→ **RECORDS FOR THIS EXERCISE**

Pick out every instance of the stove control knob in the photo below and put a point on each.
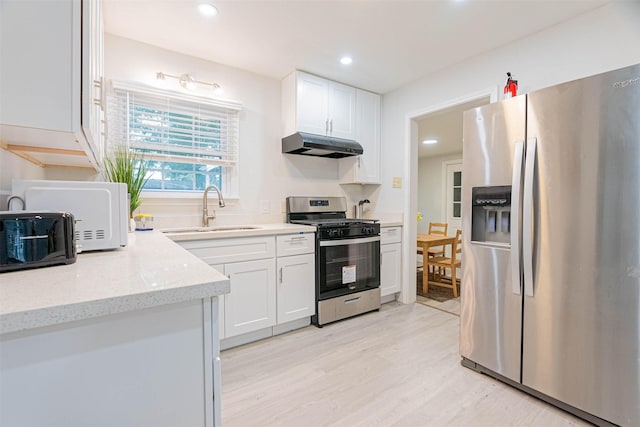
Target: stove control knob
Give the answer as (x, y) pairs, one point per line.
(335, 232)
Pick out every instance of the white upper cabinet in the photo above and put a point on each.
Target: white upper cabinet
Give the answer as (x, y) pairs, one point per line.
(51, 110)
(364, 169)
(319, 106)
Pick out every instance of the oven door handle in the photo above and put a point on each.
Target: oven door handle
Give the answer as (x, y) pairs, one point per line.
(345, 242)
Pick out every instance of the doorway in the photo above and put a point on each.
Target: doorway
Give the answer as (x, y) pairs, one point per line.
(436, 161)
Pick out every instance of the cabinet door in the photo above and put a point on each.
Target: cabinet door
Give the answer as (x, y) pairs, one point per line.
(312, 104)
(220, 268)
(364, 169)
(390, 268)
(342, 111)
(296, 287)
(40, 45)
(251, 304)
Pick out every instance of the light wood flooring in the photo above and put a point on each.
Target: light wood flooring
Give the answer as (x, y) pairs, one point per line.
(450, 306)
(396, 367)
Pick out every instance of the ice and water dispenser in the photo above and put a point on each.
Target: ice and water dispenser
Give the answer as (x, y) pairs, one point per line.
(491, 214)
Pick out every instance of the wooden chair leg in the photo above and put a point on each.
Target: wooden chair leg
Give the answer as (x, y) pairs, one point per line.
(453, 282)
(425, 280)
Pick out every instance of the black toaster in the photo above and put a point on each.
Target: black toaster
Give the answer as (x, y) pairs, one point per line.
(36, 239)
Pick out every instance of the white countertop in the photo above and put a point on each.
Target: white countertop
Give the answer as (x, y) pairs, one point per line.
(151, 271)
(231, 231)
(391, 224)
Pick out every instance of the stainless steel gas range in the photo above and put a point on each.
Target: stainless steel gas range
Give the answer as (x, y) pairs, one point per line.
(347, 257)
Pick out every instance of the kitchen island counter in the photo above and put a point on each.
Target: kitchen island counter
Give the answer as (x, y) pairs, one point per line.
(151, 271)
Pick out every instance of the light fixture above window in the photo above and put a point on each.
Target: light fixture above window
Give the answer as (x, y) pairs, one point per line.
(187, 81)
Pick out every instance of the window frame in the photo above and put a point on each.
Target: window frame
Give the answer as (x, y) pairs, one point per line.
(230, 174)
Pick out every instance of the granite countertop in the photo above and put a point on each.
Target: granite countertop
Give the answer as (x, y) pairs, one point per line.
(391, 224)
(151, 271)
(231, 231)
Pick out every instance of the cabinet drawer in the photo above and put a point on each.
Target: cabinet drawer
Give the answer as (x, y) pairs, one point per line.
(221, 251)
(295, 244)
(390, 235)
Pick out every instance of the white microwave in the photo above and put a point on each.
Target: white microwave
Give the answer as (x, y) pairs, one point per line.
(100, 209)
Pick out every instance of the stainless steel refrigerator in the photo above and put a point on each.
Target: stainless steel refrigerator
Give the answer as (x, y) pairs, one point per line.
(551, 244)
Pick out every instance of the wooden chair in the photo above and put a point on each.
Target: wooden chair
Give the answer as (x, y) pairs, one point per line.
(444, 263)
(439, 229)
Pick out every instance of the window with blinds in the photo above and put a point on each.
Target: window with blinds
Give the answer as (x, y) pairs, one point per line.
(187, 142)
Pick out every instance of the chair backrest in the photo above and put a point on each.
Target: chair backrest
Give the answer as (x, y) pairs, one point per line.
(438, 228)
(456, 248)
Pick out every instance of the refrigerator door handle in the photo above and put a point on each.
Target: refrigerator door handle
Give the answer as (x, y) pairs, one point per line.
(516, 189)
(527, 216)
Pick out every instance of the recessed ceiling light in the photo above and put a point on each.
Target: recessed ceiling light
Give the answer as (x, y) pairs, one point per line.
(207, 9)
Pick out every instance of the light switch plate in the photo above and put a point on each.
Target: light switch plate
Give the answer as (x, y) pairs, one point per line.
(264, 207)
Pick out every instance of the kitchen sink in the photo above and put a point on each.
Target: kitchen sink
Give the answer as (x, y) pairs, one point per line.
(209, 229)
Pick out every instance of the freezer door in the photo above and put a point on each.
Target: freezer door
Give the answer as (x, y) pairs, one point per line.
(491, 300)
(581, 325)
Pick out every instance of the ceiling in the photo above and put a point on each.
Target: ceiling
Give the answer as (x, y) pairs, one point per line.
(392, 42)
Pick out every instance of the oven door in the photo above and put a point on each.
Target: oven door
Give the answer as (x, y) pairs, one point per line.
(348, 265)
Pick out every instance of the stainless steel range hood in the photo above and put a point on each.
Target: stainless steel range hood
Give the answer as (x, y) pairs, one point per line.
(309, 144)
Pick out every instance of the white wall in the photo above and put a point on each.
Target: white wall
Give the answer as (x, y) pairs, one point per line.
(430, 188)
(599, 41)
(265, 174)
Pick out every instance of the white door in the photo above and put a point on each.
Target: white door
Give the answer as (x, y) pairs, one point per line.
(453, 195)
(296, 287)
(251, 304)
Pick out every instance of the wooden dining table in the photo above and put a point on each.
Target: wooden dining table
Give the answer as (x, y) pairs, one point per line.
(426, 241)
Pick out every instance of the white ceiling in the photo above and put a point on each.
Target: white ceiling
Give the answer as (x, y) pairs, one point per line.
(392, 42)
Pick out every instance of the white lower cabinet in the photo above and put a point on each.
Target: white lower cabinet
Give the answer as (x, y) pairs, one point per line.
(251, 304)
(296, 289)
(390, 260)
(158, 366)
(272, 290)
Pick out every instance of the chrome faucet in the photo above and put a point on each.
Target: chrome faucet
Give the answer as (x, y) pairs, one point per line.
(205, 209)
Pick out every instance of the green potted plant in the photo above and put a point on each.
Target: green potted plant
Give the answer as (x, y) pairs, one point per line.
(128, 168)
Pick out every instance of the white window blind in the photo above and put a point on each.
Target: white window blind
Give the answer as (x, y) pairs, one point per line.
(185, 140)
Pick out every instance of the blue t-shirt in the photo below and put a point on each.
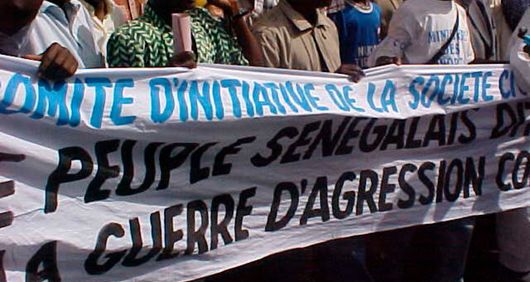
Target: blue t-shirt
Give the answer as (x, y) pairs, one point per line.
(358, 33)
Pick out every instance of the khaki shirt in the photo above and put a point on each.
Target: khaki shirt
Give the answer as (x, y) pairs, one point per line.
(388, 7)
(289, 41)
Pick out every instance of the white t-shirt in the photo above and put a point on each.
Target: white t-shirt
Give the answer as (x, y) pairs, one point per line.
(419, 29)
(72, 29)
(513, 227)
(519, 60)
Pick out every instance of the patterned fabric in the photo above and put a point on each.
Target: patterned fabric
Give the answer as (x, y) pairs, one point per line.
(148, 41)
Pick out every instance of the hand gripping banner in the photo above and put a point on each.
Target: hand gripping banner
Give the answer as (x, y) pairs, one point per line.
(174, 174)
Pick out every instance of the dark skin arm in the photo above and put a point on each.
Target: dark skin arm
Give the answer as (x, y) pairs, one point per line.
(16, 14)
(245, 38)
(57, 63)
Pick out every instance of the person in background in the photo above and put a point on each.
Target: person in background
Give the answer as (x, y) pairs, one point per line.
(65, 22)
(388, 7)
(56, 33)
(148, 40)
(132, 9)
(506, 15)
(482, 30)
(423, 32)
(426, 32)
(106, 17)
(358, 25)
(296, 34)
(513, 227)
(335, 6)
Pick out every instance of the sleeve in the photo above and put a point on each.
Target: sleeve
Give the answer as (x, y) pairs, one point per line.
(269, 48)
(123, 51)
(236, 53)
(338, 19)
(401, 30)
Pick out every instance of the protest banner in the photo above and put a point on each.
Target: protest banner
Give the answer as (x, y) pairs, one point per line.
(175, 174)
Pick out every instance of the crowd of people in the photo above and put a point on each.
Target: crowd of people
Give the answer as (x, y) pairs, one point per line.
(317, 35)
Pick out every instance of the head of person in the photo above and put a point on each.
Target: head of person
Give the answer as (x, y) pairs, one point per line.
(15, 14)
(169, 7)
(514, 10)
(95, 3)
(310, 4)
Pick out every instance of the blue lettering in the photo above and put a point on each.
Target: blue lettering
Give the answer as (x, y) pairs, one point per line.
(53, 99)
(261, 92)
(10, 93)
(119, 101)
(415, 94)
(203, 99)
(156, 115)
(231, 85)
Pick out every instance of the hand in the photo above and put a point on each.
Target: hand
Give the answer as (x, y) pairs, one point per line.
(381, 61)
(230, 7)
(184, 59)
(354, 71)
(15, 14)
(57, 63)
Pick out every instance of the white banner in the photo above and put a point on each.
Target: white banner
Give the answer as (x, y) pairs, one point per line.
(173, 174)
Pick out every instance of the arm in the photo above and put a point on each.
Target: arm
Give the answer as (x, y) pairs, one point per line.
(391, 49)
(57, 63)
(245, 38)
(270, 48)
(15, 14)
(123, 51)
...
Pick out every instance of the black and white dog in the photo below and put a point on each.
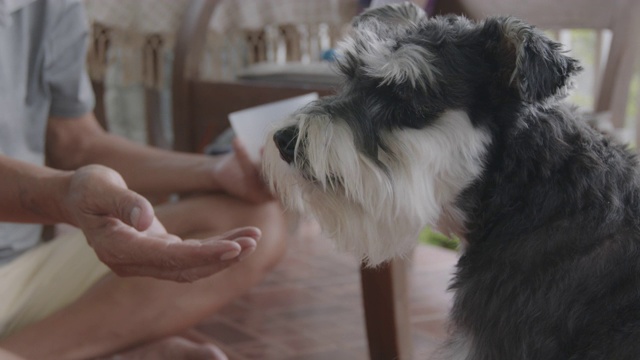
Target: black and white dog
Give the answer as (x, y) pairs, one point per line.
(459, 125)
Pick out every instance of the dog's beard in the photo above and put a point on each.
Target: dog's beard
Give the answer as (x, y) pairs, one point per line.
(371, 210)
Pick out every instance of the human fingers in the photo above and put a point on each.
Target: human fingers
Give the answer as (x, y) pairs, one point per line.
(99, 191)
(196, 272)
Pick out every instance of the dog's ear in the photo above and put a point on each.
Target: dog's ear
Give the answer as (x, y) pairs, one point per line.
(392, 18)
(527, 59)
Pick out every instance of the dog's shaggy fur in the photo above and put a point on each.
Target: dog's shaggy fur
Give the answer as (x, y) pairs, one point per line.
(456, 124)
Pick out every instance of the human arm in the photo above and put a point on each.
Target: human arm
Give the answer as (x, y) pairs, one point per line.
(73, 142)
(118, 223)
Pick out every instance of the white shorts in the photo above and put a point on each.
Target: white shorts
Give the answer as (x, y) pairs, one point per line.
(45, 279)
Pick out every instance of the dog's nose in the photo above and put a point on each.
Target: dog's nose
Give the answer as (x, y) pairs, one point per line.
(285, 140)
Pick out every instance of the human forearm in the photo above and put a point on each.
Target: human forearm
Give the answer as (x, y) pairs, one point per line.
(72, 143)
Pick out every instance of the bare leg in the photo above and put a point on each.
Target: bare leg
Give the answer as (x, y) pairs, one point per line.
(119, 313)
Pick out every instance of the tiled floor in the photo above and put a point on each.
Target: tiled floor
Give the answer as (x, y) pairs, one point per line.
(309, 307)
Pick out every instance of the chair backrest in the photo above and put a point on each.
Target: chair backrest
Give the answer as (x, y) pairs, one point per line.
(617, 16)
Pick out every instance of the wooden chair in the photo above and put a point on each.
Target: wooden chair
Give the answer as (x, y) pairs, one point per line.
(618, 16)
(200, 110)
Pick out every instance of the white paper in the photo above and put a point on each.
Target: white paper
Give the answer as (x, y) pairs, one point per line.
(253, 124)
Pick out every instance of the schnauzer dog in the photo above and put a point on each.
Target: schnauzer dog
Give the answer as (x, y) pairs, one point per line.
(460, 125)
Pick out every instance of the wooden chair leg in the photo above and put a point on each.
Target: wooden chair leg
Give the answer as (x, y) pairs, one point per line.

→ **EXERCISE BRIEF**
Find every line in the listing above that contains the word "green" and copy each of those lines in full.

→ **SOLUTION FOR THIS TASK**
Pick out every instance of the green potted plant in the photo above and put a point on each.
Target: green potted plant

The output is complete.